[Your task] Copy every line in the records below that contains the word "trimmed".

(Source records)
==========

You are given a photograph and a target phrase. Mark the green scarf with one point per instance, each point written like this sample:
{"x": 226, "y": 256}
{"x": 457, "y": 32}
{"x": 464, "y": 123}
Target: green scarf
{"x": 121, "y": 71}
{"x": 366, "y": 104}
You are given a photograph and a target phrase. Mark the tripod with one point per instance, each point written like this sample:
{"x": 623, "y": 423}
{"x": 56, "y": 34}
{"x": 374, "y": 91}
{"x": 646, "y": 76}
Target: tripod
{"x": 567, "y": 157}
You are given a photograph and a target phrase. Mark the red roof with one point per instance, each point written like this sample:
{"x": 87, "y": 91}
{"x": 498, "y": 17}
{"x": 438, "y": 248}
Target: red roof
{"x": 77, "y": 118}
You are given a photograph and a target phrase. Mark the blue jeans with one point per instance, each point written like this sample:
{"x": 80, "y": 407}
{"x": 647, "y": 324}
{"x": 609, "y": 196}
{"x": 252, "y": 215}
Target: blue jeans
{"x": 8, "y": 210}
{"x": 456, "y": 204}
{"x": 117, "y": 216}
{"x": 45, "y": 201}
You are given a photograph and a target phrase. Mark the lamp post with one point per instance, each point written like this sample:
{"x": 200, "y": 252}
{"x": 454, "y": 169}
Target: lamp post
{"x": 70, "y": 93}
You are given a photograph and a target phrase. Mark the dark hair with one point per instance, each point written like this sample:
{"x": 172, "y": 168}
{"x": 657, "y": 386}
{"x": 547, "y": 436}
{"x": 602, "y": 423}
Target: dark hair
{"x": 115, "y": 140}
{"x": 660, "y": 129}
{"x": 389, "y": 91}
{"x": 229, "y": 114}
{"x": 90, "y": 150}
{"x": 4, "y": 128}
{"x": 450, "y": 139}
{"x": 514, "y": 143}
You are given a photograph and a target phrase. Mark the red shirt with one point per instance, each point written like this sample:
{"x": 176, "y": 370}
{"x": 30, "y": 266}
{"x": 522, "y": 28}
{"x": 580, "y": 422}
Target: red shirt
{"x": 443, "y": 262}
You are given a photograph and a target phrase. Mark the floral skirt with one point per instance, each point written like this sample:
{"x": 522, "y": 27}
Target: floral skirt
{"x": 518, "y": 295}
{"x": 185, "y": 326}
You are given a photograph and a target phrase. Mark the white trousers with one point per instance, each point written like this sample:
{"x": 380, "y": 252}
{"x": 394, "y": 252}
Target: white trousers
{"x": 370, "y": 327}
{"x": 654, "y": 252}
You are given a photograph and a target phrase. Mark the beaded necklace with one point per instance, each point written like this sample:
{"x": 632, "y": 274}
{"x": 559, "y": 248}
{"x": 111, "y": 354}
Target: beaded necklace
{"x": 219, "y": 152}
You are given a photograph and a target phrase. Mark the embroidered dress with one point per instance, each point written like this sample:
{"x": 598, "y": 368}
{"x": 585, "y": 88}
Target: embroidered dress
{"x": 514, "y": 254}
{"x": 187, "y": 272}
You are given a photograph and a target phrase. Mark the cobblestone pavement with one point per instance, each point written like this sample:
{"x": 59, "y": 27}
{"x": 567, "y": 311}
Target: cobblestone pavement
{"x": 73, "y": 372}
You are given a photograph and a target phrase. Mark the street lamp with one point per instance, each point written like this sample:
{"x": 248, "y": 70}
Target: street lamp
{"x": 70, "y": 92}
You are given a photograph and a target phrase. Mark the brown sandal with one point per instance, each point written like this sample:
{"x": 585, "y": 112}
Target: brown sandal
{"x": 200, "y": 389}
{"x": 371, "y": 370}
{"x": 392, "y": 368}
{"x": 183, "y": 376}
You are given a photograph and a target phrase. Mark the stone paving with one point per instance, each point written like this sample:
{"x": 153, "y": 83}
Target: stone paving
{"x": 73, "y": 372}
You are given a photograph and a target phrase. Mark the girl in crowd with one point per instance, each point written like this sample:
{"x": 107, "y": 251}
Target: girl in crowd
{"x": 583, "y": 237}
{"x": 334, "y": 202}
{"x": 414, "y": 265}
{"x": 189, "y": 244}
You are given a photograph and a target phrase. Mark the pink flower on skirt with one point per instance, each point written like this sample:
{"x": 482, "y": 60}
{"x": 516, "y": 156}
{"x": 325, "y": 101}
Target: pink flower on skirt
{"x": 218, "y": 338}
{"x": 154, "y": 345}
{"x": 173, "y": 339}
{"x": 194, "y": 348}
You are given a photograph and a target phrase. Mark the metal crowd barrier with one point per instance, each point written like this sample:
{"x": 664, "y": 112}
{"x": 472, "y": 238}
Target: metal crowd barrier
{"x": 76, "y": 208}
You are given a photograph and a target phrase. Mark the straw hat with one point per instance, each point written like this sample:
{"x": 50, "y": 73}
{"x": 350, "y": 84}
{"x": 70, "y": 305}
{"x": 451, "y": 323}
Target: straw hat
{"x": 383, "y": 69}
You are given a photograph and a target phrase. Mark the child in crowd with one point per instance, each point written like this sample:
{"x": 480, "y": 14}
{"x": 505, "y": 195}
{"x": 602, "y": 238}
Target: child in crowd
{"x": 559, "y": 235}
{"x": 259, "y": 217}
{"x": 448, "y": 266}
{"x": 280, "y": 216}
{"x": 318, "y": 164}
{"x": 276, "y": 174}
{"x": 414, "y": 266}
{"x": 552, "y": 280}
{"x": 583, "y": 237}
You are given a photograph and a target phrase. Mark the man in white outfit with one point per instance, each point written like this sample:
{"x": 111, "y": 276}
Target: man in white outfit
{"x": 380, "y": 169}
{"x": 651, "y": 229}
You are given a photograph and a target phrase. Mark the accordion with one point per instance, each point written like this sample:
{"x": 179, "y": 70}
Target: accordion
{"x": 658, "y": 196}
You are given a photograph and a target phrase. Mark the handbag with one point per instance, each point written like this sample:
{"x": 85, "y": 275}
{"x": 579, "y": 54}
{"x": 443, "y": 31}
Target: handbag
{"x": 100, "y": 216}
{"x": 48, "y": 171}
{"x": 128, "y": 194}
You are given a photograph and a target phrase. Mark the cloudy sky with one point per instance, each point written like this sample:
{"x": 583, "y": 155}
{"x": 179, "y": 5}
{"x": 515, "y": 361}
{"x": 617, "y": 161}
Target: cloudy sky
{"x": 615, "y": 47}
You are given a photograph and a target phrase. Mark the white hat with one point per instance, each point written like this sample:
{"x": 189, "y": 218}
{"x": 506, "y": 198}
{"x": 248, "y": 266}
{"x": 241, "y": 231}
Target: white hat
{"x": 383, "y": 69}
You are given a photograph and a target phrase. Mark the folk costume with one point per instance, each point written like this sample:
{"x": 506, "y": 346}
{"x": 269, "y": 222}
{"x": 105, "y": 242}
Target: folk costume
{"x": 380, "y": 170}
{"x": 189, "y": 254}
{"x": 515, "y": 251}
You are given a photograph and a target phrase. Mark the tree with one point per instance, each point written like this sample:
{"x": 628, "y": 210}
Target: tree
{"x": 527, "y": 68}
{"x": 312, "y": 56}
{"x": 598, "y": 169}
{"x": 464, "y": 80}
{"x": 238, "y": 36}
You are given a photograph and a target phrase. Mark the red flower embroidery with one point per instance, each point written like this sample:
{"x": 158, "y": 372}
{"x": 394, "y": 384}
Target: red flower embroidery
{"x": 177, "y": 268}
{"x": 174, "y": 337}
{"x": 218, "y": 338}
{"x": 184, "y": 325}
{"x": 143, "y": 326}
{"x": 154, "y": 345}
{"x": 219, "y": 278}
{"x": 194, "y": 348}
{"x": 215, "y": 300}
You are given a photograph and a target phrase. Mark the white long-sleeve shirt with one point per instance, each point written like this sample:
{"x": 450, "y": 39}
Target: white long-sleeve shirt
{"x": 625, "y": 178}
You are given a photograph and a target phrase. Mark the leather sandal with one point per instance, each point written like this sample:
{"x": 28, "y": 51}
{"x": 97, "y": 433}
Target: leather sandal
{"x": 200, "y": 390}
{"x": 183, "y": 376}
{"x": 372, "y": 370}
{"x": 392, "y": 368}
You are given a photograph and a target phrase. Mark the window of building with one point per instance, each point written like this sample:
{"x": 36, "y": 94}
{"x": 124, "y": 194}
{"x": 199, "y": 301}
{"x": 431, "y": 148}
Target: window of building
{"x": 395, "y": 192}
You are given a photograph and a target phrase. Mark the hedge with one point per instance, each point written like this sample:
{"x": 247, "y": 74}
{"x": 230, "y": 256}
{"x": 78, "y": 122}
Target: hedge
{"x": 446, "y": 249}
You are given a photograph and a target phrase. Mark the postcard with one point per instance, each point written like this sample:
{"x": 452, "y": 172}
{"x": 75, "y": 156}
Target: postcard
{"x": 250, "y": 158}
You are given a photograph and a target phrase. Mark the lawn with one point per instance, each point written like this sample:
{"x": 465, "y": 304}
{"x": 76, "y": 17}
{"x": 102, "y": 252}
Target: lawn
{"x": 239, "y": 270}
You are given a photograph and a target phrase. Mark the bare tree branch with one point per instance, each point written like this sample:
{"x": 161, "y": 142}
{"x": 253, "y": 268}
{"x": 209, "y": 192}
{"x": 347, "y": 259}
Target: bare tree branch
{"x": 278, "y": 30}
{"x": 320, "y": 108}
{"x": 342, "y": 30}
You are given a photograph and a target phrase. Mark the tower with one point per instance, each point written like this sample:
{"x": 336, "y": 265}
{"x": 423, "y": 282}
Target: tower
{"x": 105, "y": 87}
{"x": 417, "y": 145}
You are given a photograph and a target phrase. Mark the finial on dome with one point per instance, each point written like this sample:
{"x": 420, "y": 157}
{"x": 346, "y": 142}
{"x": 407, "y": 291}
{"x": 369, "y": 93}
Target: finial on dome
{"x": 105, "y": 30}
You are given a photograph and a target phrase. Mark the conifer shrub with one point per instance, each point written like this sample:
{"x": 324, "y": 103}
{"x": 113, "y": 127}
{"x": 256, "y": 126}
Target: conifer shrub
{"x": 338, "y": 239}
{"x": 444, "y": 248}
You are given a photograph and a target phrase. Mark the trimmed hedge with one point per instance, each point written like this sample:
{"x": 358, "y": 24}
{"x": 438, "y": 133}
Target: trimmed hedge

==========

[Exercise solution]
You are given a photograph and a target phrase. Mark the trimmed hedge with one point per instance, each point written like this sample:
Target: trimmed hedge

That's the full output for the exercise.